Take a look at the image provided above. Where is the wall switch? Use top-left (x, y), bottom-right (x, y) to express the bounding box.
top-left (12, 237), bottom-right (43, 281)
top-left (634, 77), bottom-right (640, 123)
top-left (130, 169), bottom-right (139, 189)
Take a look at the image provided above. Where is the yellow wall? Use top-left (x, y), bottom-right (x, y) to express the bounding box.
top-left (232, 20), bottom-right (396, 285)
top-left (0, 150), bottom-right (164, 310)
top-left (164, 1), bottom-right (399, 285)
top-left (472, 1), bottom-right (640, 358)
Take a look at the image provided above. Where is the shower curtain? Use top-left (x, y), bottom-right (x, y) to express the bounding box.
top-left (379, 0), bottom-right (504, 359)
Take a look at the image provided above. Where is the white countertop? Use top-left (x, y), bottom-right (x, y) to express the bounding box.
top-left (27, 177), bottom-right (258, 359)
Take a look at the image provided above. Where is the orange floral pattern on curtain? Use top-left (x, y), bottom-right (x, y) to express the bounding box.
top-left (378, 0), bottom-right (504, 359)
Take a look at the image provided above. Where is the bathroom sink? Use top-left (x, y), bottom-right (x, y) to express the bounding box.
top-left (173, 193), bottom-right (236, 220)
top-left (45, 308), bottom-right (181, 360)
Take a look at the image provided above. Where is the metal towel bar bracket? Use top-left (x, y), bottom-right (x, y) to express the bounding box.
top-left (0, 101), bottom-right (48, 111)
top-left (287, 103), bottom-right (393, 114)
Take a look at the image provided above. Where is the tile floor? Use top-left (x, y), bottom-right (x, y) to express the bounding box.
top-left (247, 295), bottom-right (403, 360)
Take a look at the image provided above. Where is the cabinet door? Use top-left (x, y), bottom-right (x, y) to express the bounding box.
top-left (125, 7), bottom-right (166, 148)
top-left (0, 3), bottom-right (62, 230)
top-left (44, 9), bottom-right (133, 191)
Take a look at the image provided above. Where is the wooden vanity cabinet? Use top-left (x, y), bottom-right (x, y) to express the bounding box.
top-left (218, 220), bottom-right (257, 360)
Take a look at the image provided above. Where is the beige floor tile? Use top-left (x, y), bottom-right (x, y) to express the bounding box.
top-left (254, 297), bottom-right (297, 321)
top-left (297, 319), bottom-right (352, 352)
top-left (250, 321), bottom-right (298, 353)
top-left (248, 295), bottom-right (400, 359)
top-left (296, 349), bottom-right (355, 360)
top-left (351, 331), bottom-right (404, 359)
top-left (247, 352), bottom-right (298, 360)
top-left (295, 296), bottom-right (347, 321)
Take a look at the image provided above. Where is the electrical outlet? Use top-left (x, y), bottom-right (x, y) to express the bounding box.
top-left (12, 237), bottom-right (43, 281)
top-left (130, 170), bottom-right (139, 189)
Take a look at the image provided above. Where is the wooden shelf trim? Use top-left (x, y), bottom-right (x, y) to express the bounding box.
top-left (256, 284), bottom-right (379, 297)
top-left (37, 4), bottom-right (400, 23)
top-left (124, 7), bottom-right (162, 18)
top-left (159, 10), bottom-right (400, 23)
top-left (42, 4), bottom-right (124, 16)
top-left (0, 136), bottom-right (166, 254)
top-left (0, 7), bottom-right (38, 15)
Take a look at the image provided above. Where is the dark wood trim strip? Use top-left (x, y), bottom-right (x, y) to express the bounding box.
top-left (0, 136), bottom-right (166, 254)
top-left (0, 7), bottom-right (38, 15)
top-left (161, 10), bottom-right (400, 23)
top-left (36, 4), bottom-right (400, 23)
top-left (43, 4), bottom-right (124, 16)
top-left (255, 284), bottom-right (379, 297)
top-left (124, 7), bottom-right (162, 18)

════

The response should repeat the whole listing exactly.

EXERCISE OUTPUT =>
Take a look at the image provided above. Where is the wall switch? Use top-left (x, y), bottom-right (x, y) to express the bounding box.
top-left (12, 237), bottom-right (43, 281)
top-left (634, 77), bottom-right (640, 123)
top-left (130, 169), bottom-right (139, 189)
Take a look at the image provided above. Where is the yellow wall? Use top-left (x, y), bottom-right (x, y) to express the bounding box.
top-left (232, 20), bottom-right (396, 285)
top-left (0, 150), bottom-right (164, 310)
top-left (164, 1), bottom-right (399, 285)
top-left (472, 1), bottom-right (640, 358)
Take a look at the image provided above. Where is the shower curtain? Use top-left (x, y), bottom-right (x, y) to express the bounding box.
top-left (379, 0), bottom-right (504, 359)
Take a look at the image provided above. Where is the white countertop? Use top-left (x, y), bottom-right (x, y) to express the bounding box.
top-left (27, 177), bottom-right (258, 359)
Take a look at the image provided above. Where is the orange floral pattern on curtain? Use top-left (x, y), bottom-right (x, y) to express the bounding box.
top-left (378, 0), bottom-right (504, 359)
Take a look at the image provided above. Where is the bathroom sink? Use top-left (x, y), bottom-right (x, y) to express the bounding box.
top-left (173, 193), bottom-right (236, 220)
top-left (45, 308), bottom-right (181, 360)
Take a look at the image provided above. Where is the metal towel bar bracket? Use top-left (x, y), bottom-right (x, y) to express the bounding box.
top-left (0, 101), bottom-right (48, 111)
top-left (287, 103), bottom-right (393, 114)
Take a look at the image provided above. Where is the tile floor? Use top-left (x, y), bottom-right (x, y) to express the bounding box.
top-left (247, 295), bottom-right (403, 360)
Take a look at the image provided above. Where is the cabinet door? Use top-left (x, y), bottom-right (x, y) to express the bounding box.
top-left (125, 7), bottom-right (166, 148)
top-left (0, 3), bottom-right (62, 230)
top-left (44, 9), bottom-right (133, 191)
Take a look at the image provided above. Where is the wooden vanity cabinet? Use top-left (x, y), bottom-right (x, y) to express the bounding box.
top-left (218, 220), bottom-right (257, 360)
Take a look at the image provided above. Where is the beige floor tile? Use top-left (x, y), bottom-right (x, y) to express the bounding box.
top-left (254, 297), bottom-right (297, 321)
top-left (297, 319), bottom-right (352, 352)
top-left (250, 321), bottom-right (298, 353)
top-left (248, 295), bottom-right (400, 359)
top-left (296, 349), bottom-right (355, 360)
top-left (351, 331), bottom-right (404, 359)
top-left (247, 352), bottom-right (298, 360)
top-left (295, 296), bottom-right (347, 321)
Take a look at the image provided above. Where is the electrical outlet? Use top-left (x, y), bottom-right (x, y) to express the bounding box.
top-left (12, 237), bottom-right (43, 281)
top-left (130, 170), bottom-right (139, 189)
Take a look at the image provided above. Where is the wooden shelf trim? Use top-left (x, y), bottom-right (x, y) to express the bounding box.
top-left (256, 284), bottom-right (379, 297)
top-left (37, 4), bottom-right (400, 23)
top-left (124, 7), bottom-right (162, 18)
top-left (159, 10), bottom-right (400, 23)
top-left (42, 4), bottom-right (124, 16)
top-left (0, 136), bottom-right (166, 254)
top-left (0, 7), bottom-right (38, 15)
Take a look at the image provided above. Where is the dark wood trim strip? Use top-left (x, y), bottom-right (x, y) to express the bounding box.
top-left (0, 136), bottom-right (166, 254)
top-left (0, 7), bottom-right (38, 15)
top-left (161, 10), bottom-right (400, 23)
top-left (36, 4), bottom-right (400, 23)
top-left (43, 4), bottom-right (124, 16)
top-left (255, 284), bottom-right (379, 297)
top-left (124, 7), bottom-right (162, 18)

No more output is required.